***** Supplied material

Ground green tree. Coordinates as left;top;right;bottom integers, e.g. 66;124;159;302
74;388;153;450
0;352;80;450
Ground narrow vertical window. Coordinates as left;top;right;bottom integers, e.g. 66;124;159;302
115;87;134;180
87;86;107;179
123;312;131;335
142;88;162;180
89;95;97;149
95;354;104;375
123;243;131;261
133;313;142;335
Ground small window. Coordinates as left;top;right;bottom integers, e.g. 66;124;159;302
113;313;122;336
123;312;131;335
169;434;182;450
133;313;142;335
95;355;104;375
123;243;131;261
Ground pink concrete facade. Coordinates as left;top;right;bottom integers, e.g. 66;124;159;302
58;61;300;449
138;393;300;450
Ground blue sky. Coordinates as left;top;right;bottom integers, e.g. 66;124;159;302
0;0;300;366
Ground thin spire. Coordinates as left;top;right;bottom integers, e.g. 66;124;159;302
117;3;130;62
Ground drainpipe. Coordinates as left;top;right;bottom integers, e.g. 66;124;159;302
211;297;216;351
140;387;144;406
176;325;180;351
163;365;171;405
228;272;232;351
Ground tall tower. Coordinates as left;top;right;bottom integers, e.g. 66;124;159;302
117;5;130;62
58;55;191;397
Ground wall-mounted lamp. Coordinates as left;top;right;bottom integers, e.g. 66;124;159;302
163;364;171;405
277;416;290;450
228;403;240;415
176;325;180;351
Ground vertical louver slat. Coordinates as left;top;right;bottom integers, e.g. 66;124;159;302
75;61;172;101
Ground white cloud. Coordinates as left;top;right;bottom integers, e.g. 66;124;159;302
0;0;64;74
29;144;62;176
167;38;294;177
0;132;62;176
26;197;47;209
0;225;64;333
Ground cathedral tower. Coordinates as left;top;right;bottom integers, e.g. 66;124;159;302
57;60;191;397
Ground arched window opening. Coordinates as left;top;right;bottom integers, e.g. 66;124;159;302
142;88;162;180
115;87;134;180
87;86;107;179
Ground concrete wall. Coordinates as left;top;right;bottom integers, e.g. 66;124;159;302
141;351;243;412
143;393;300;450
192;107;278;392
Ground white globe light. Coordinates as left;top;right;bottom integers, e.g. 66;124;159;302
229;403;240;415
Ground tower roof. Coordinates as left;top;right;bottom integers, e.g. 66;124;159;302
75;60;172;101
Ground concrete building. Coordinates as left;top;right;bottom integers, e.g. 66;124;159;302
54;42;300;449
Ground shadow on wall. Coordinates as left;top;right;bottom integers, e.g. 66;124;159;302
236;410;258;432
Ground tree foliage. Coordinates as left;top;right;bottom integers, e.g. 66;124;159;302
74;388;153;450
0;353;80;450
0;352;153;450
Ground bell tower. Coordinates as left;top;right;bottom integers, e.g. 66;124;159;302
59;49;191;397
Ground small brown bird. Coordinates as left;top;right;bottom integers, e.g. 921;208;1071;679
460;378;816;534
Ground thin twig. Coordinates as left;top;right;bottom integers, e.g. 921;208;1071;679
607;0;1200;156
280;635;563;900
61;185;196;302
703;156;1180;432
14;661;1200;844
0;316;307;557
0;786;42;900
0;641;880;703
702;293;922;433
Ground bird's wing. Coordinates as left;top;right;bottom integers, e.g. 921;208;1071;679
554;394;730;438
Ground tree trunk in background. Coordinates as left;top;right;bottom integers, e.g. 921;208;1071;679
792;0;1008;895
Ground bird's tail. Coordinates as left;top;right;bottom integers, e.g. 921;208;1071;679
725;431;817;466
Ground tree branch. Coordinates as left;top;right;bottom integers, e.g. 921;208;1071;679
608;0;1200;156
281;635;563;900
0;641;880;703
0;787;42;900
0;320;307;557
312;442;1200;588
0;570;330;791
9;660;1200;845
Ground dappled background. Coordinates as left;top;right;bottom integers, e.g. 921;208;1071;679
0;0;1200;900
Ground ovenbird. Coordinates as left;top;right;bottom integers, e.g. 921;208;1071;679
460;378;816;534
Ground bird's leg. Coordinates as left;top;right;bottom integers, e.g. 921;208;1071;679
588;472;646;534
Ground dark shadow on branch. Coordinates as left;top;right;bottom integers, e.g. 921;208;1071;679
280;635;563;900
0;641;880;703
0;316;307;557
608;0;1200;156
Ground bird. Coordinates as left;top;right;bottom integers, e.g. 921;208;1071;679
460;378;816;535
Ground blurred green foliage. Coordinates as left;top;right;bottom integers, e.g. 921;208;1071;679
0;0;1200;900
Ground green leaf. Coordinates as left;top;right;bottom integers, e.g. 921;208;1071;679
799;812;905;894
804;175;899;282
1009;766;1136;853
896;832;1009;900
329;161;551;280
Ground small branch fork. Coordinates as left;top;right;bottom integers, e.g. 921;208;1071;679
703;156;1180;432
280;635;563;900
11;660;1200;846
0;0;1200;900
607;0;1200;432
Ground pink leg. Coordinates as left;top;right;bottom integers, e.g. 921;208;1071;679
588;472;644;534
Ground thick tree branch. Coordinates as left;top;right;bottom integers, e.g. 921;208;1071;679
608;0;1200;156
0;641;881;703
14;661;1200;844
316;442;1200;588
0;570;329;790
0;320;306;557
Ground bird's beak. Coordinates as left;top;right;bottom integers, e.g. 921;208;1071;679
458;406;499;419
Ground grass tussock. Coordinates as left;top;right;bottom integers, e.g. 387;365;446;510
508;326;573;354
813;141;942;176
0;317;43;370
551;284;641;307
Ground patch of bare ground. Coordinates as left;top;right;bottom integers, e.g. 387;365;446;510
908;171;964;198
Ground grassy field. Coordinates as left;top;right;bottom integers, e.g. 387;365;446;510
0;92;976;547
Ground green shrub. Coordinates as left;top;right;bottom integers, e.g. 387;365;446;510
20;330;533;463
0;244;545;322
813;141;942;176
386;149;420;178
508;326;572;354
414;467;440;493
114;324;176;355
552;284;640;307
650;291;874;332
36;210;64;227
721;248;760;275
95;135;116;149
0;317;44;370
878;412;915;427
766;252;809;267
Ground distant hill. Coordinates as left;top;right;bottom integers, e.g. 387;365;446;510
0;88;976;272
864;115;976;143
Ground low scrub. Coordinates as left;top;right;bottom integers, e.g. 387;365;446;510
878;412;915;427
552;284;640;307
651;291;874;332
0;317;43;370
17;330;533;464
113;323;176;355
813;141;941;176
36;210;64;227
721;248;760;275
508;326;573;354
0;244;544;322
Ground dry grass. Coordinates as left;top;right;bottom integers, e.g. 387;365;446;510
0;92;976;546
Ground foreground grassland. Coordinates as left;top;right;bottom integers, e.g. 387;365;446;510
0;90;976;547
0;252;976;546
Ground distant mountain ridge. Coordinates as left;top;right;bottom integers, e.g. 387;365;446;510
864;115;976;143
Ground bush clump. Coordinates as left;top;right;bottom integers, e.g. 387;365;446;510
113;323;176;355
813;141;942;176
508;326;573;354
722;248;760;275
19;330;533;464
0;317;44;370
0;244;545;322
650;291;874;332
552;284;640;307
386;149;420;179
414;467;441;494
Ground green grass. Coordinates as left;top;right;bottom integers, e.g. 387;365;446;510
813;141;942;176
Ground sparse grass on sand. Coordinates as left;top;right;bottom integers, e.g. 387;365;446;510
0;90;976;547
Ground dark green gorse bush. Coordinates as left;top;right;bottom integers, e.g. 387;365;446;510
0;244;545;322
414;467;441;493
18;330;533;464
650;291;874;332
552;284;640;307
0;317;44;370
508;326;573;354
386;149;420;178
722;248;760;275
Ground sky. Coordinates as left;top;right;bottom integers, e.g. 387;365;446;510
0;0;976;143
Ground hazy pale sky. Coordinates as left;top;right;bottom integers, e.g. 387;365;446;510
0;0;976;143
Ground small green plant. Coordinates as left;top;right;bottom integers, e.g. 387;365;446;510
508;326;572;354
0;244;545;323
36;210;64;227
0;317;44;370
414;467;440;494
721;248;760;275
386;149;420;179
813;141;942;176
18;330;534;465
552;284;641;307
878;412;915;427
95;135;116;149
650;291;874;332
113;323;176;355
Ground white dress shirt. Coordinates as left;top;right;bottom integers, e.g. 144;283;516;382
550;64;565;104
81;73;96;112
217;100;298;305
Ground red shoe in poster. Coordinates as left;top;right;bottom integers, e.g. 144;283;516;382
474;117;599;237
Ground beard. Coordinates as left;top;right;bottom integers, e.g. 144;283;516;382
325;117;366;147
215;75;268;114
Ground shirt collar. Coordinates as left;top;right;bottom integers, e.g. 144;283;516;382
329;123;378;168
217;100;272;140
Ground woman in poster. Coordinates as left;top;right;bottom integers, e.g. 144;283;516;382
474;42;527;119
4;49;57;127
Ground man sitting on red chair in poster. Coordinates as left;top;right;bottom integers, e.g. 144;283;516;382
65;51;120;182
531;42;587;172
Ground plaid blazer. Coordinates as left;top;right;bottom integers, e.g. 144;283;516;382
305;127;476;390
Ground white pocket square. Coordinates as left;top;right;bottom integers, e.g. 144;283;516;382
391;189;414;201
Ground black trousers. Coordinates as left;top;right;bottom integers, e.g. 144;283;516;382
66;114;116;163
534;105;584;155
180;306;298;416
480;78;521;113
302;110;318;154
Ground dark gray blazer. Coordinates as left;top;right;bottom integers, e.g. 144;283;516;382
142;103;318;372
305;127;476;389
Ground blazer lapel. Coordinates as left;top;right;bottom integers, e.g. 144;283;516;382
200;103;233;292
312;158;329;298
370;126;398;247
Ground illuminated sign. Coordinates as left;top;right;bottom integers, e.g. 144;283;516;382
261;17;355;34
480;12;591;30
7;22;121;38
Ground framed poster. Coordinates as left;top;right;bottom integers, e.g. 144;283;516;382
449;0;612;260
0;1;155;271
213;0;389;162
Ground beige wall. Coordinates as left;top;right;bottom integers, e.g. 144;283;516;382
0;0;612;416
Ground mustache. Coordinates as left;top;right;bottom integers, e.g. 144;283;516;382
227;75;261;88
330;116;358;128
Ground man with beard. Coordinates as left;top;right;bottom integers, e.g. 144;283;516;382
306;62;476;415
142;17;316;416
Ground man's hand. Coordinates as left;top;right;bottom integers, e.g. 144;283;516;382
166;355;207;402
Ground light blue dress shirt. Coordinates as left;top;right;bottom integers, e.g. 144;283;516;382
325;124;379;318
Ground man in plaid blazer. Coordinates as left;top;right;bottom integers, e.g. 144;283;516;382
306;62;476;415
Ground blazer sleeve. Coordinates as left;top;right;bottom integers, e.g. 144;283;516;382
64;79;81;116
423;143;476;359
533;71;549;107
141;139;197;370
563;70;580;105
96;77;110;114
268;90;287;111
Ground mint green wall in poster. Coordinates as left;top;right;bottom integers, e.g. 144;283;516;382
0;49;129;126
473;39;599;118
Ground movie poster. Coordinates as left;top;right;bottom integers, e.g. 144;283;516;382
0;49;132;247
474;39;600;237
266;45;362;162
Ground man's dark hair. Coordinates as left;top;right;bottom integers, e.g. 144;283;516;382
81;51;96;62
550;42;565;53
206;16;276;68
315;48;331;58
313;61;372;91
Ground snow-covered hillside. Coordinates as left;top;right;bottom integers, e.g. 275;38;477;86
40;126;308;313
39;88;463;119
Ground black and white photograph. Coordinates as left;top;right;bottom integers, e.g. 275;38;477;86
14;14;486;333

**********

**Exercise goal**
Update the items from the line with "Ground beard. Coordinates" to the line with "217;100;272;140" by changing "shirt collar" to "necktie", and give back only those lines with nothing else altered.

**Final result**
Ground beard. Coordinates as left;top;right;bottom integers, e.g. 144;283;516;382
325;117;366;147
215;75;268;114
Ground necktie. Coordinates as left;top;right;bottom integers, e.g. 144;283;516;382
329;123;378;168
217;100;272;140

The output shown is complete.